» **Point placement records**:
====

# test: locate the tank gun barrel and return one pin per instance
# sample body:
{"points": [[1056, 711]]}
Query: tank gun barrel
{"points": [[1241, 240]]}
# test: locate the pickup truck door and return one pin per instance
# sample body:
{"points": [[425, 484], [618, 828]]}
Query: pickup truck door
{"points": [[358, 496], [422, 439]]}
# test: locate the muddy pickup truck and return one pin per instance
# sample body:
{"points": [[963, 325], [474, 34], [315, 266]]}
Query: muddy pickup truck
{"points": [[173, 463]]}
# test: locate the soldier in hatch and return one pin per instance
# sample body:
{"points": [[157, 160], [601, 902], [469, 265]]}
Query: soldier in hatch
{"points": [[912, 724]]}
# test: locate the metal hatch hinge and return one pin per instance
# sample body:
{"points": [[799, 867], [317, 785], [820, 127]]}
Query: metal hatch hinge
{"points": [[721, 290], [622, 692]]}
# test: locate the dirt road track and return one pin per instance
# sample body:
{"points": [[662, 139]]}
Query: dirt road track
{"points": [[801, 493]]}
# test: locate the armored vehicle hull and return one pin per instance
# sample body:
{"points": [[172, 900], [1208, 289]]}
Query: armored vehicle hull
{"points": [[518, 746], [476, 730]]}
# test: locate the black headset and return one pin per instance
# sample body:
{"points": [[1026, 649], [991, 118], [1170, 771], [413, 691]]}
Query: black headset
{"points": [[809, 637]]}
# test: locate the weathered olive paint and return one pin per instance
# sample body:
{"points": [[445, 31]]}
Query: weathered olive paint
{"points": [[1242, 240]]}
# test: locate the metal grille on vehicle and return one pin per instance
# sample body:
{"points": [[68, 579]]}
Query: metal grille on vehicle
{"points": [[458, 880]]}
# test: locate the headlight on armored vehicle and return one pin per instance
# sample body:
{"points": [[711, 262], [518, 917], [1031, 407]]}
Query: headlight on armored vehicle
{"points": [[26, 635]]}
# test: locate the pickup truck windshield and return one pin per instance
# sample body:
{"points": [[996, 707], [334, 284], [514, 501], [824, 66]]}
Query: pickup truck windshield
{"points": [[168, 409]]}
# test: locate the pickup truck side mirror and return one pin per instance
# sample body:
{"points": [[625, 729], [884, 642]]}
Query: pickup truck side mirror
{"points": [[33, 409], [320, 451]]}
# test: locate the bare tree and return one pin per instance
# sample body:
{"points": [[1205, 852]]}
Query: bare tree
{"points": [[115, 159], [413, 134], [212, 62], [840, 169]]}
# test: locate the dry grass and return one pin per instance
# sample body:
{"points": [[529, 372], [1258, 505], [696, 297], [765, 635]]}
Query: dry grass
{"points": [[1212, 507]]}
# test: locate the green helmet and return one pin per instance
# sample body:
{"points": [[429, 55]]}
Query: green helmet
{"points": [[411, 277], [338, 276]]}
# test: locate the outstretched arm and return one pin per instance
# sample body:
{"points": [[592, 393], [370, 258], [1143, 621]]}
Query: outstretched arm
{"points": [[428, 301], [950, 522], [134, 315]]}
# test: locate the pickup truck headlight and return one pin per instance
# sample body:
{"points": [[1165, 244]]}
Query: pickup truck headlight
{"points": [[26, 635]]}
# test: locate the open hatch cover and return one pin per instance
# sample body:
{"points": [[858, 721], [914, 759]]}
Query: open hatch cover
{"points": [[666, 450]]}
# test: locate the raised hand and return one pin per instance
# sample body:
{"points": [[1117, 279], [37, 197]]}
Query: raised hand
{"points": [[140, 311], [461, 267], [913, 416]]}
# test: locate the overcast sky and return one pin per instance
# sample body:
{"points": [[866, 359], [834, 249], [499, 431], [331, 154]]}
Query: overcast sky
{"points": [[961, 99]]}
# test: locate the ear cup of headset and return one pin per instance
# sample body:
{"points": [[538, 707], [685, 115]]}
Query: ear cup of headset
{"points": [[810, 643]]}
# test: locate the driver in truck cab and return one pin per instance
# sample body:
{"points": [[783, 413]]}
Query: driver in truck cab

====

Copy out, character for character, the part of the records that opens with the line containing "# test: locate the raised" and closes with the last line of the records, including both of those lines.

# test: locate the raised hand and return one pin per instance
# sample body:
{"points": [[1117, 279], [37, 197]]}
Query: raised hand
{"points": [[140, 311], [461, 267], [913, 416]]}
# test: locate the overcast sky and return one pin per instance
# sample body:
{"points": [[866, 359], [834, 249], [499, 431], [331, 154]]}
Query: overcast sky
{"points": [[961, 99]]}
# test: locate the ear cup of headset and return one pin per instance
# sample body:
{"points": [[538, 707], [685, 115]]}
Query: ear cup of headset
{"points": [[810, 643]]}
# test: locate the driver in truck cab and return one pin per instance
# sample body:
{"points": [[783, 413]]}
Query: driver in truck cab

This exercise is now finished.